** START Document excerpt **
Exactly. People who are too at peace with death come in three varieties:

1. The Stupid.
2. The Delusional.
3. The Assholes.

Although these categories are not mutually exclusive.

message 2: by Tosh (new)

Tosh This review is very non-Noel Coward like! Death is the ultimate cocktail party. It's the future that will come. Why even think about it?

message 3: by brian (last edited Sep 07, 2008 02:12PM) (new) - rated it 2 stars

brian   i hope you're right, tosh, but only if the cocktail party is super exclusive. if i hadda spend eternity with all those who, while here on earth, were true believers and have 'em constantly toast me with an 'i told you so' twinkle in their eye... i think i'd prefer the abyss.

message 4: by Tosh (new)

Tosh i think Death is really 'nothing.' The big sleep without the dreams. I think it will be ok.

message 5: by brian (last edited Sep 07, 2008 02:51PM) (new) - rated it 2 stars

brian   so you fall into all three of david's categories...

yay tosh!

message 6: by Tosh (new)

Tosh No, it means he knows something that I don't know. Death to me is only a reminder that i have to do more stuff before the big nap.

message 7: by brian (last edited Sep 07, 2008 03:53PM) (new) - rated it 2 stars

brian   "And specious stuff that says no rational being
Can fear a thing it cannot feel, not seeing
that this is what we fear - no sight, no sound,
No touch or taste or smell, nothing to think with,
Nothing to love or link with,
The anaesthetic from which none come round."

message 8: by Tosh (new)

Tosh And that is an quotation from...

message 9: by brian (last edited Sep 07, 2008 04:25PM) (new) - rated it 2 stars

brian   same as the above. larkin's aubade... go-to guy for any thanaquotes. and best poet of the 20th century! and dead! and a guest of honor at my heavenly or hellacious cocktail party!

message 10: by Tosh (new)

Tosh Do you think about 'death?" I think about suicide, but only as an act of defiance of some sort. Not out of pain or misery, but in a sense that Mishima went through that route.

It's a strange thing to do, because in how it affects the living. Death is not that isolated. Sort of like playing the house of cards. You take one card, and it affects the entire structure.

But death itself is really nothing. It's what you do while you are alive is the most important. And I chose not to fear the unknown in that sense.
** END Document excerpt **
* **The task**
In the forum thread about death, what work does brian name as the source of the lines he quotes?
** START Entries shown **
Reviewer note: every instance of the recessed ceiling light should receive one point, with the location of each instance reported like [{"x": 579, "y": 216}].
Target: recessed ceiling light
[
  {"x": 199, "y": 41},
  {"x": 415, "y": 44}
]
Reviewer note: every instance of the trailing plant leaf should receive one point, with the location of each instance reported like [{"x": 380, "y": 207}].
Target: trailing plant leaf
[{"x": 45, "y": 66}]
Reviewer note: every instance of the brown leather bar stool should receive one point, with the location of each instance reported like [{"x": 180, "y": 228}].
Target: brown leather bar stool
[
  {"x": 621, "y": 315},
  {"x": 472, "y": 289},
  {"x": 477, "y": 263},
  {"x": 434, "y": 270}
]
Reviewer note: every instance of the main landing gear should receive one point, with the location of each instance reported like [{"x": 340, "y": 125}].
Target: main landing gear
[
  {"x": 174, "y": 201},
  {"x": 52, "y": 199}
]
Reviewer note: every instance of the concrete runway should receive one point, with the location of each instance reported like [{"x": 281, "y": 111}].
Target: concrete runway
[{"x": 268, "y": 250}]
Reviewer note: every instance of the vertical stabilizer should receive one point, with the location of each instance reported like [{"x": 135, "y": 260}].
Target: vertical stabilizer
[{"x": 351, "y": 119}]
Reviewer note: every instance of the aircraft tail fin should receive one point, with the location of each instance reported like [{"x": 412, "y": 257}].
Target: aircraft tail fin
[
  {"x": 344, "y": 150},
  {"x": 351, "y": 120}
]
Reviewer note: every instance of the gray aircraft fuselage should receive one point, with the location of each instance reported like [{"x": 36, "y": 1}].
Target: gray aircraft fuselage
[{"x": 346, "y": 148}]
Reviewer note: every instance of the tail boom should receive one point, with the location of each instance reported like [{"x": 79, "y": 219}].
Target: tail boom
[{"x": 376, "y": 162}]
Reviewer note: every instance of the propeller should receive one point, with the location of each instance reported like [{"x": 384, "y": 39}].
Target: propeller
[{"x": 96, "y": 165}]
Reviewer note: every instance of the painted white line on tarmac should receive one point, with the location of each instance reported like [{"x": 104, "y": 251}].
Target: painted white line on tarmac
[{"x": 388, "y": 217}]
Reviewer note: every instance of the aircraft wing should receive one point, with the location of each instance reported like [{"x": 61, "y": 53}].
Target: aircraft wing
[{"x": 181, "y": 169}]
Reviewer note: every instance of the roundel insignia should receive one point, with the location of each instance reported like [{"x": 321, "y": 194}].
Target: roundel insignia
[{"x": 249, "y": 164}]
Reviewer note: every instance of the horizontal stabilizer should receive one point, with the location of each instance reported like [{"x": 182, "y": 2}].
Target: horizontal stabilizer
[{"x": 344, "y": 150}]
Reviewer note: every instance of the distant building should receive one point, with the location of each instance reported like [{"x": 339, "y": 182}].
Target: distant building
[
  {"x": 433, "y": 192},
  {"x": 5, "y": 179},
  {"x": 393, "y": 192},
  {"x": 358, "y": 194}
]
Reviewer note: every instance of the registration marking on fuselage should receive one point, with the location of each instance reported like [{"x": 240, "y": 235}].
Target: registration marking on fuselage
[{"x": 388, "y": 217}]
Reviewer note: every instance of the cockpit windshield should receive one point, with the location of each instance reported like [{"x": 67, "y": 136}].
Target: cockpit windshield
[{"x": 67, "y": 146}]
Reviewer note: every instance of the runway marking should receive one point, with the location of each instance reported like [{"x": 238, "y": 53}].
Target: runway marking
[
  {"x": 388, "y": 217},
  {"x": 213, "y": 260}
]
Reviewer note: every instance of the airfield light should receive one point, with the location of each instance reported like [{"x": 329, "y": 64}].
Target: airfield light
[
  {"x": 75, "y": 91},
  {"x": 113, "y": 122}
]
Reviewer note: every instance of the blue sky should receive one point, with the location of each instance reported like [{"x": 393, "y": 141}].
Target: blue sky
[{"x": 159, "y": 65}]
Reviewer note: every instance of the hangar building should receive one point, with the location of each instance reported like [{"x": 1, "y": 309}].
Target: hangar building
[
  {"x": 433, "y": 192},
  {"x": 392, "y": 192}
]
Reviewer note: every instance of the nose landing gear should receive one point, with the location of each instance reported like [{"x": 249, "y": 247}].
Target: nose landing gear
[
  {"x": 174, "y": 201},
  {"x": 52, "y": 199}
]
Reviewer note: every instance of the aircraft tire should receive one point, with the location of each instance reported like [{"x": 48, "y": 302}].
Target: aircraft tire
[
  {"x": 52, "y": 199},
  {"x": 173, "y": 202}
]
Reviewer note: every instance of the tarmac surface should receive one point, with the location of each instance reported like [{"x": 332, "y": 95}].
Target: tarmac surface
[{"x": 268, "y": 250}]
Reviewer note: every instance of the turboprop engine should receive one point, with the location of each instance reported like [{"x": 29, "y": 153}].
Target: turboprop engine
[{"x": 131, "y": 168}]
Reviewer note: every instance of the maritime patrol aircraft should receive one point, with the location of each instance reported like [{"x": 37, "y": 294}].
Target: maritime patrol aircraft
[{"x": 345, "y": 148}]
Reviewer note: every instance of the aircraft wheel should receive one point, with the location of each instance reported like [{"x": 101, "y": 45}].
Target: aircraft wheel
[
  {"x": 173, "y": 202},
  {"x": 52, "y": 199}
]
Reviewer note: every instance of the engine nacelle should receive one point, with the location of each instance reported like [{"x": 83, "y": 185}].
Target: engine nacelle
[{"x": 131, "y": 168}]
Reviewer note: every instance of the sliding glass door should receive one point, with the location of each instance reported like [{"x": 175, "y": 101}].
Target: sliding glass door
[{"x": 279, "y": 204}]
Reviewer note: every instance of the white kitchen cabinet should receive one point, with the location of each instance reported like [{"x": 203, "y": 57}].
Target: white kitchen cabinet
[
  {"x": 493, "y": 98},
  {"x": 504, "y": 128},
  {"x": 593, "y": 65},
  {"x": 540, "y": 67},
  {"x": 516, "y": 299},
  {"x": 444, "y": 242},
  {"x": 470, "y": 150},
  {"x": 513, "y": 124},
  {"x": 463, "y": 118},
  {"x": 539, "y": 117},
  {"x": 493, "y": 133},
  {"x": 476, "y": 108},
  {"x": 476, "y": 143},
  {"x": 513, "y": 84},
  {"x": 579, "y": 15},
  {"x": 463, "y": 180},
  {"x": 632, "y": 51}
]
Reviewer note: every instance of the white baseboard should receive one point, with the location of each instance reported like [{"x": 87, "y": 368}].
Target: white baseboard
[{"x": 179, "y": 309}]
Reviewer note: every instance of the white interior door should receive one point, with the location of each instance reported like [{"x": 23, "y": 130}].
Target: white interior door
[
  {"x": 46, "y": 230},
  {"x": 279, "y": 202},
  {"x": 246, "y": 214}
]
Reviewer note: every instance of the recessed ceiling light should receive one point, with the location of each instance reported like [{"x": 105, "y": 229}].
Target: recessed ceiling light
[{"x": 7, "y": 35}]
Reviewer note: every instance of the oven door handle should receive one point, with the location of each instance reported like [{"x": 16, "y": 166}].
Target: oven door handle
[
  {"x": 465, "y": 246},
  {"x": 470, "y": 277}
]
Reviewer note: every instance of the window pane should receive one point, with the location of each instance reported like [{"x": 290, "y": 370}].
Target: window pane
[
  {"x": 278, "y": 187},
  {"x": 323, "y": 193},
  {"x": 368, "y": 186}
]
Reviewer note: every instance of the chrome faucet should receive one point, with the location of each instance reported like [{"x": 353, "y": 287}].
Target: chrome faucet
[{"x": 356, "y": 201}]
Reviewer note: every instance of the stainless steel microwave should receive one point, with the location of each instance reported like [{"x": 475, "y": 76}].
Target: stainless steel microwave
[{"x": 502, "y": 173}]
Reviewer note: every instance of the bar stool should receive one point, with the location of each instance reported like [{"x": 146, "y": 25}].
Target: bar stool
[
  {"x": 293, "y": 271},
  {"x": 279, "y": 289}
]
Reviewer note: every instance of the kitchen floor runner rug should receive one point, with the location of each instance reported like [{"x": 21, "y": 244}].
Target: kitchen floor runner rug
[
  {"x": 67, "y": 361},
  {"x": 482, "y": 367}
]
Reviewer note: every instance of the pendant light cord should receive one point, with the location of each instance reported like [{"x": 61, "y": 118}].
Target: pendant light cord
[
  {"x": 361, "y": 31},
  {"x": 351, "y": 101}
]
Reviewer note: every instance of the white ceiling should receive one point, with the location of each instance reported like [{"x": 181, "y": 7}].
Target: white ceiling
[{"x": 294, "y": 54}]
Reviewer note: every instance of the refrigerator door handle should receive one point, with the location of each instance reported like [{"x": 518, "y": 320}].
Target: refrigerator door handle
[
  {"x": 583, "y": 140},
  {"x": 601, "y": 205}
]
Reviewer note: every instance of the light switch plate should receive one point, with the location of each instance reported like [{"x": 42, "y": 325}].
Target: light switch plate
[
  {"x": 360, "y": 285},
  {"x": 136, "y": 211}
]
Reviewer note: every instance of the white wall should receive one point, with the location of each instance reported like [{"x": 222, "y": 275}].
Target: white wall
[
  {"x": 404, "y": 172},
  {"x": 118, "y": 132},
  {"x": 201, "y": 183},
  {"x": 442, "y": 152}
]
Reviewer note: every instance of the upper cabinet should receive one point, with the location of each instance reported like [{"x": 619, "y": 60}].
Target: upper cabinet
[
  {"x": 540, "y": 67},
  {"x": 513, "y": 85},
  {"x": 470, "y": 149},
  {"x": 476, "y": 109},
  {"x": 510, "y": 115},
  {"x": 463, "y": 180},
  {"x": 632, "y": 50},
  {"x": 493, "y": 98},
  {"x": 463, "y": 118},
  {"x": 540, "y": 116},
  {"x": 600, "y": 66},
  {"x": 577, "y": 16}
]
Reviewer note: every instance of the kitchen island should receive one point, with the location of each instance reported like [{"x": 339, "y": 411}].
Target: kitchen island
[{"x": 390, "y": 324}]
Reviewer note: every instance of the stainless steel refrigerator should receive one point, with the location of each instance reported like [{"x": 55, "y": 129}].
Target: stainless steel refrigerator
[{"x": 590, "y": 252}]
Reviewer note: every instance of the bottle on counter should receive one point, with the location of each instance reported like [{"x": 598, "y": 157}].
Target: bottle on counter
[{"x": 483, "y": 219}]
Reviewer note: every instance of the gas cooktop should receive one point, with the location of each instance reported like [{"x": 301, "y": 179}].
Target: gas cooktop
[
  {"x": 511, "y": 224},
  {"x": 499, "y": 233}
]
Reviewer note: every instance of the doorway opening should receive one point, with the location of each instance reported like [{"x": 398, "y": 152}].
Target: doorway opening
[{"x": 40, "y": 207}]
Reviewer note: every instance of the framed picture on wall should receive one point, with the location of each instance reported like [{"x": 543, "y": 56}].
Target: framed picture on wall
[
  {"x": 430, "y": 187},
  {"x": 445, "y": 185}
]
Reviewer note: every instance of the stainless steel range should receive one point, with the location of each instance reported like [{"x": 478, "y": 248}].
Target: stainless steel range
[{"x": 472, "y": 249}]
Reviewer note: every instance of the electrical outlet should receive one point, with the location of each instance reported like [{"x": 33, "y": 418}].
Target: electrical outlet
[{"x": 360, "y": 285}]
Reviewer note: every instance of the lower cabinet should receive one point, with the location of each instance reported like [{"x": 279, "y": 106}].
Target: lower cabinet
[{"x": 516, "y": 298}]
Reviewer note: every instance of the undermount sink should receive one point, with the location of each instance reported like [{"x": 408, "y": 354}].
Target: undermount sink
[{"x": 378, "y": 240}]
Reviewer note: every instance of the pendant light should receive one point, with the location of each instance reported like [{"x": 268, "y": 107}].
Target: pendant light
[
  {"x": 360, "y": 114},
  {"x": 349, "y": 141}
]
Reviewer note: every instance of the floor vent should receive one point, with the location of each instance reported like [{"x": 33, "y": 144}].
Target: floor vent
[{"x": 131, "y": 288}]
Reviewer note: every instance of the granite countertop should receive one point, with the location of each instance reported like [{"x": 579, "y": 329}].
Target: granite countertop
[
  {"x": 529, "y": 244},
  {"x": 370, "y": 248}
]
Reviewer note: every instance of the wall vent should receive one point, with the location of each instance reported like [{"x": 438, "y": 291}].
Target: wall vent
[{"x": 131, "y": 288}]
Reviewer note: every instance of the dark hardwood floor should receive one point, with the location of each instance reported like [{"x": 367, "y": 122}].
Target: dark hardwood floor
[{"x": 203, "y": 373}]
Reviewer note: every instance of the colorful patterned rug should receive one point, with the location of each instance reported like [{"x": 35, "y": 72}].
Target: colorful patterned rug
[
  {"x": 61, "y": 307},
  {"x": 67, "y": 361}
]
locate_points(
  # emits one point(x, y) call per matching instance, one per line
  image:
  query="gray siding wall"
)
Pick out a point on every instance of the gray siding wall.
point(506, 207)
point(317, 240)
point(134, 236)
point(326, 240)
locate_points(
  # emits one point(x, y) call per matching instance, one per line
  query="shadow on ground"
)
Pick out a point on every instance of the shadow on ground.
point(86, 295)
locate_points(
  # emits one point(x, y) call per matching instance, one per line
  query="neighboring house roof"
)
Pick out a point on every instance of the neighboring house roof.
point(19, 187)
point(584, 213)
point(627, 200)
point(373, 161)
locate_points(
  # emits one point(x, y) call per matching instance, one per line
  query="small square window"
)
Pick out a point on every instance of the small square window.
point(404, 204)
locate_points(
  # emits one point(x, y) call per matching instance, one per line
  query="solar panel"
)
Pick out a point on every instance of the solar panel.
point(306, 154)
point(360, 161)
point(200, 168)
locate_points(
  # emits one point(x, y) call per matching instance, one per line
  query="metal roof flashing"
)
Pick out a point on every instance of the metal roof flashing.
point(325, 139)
** END Entries shown **
* **Result**
Larkin's "Aubade."